Exercise: What comes next in the book reviews? Continue them from where they stop.

The descriptions of place are, as always in his novels, breathtaking, the dialogue, pitch perfect and the themes—death, loss, family, redemption—are the universal themes that touch us all.

These characters struggle with their pasts and are not always optimistic about their futures. They are common people leading uncommon common lives. Shallows ends on a vividly tragic note, leaving the reader with an image that jolts. But amid the somber and the jolting, there are the comic touches that keep us grounded in this dark retelling of the disassembling of the Albany whaling industry.

Winton’s novels focus on the development of characters, entwining them in the Australian landscape and in the quirks of their families and of the other characters.

So, yeah.  It is about whales.

 

CRY WOLF by J. Carson Black

Laura Cardinal: Packs a SIG Sauer P226 9mm. Investigates homicides in small towns that have limited resources. Brings justice to murder victims–and to their killers. Laura’s job description: Criminal Investigator with the Arizona Department of Public Safety. But maybe it should just say “Troubleshooter”.

Laura and her aspiring-film-director partner, Anthony, catch a homicide case where nothing is as it appears. When pathological liar Sean Perrin is found dead in his car at a trailhead in scenic Madera Canyon, he leaves behind a skein of lies and half-truths that are impossible to untangle. From violent death in a sordid motel room to a high-end prostitution ring in Las Vegas, Laura and Anthony follow Sean’s trail across a landscape of broken dreams and convincing lies—until they confront the true evil behind the mask.

Referring expression pointing data:

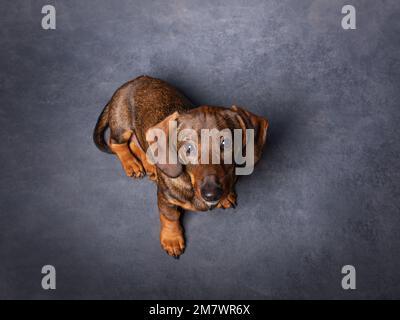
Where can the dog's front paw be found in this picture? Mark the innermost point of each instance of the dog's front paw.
(133, 169)
(172, 241)
(228, 202)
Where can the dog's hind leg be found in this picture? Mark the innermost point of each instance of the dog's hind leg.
(119, 145)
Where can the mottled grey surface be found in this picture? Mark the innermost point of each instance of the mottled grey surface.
(326, 193)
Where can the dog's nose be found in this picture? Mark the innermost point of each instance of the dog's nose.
(211, 190)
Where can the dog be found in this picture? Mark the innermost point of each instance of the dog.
(147, 103)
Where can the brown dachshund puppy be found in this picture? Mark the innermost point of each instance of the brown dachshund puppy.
(147, 103)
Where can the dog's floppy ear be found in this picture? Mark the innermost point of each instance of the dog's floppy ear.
(248, 120)
(172, 167)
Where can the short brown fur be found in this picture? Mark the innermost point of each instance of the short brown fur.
(146, 102)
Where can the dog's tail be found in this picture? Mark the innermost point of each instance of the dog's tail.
(100, 129)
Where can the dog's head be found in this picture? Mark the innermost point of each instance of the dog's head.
(206, 144)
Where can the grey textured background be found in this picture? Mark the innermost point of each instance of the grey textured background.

Exercise output:
Wasn’t a bad police procedural.  That’s all I have to say.

DON’T KNOW JACK by Diane Capri

It’s been a while since we first met Lee Child’s Jack Reacher in Killing Floor. Fifteen years and sixteen novels later, Reacher still lives off the grid, until trouble finds him, and then he does whatever it takes, much to the delight of readers and the dismay of villains. Now someone big is looking for him. Who? And why? Hunting Jack Reacher is a dangerous business, as FBI Special Agents Kim Otto and Carlos Gaspar are about to find out. Otto and Gaspar are by-the-book hunters who know when it’s necessary to break the rules; Reacher is a stone cold killer. But is he their friend or their enemy? Only the secrets hidden in Margrave, Georgia will tell them.

A rather strange book, based on a character from Lee Child, his Jack Reacher character.  FBI agents are sent on secret missions which make no sense, giving them only minutes to make last-minute flights, They are supposedly operating under the radar, which seems to mean endless resources and lots of hooey.

Really dumb premise.

ALTERED LIFE by Keith Dixon

Making a killing in business is one thing – doing it for real is another.

Private Investigator Sam Dyke turns down a job that would require skills that he doesn’t have – patience, computer-literacy, tact. Then he finds that the skills he does have – tenacity, aggression, street-smarts – are exactly the ones he needs for his next case – hunting down a cold-blooded murderer who seems to know what his every step will be.

To solve the case Sam must negotiate with his ex-wife, cement a relationship with a new love, unravel an office-based financial fraud and fight off an arrogant murderer armed only with a pen-knife. 

It is a solid decent crime thriller, the first of a series of (I think) nine.  Nothing special, but then again, a fine typical P.I. storyline.

THE BURNED TOWER by Sergey and Marina Dyachenko

A truck driver on a lonely stretch of road, a hitchhiker, and an ancient curse — a brilliant and moving tale, steeped in folklore, by the masters of modern Fantasy. In 1999 “The Burned Tower” was awarded the “Interpresscon” as the best short story of the year on the international SF-convention in St-Petersburg. Now, for the first time, in English.

It’s a creepy, modern folk tale using familiar mythical creatures to tell a thought provoking story of redemption and forgiveness.  I found it meh.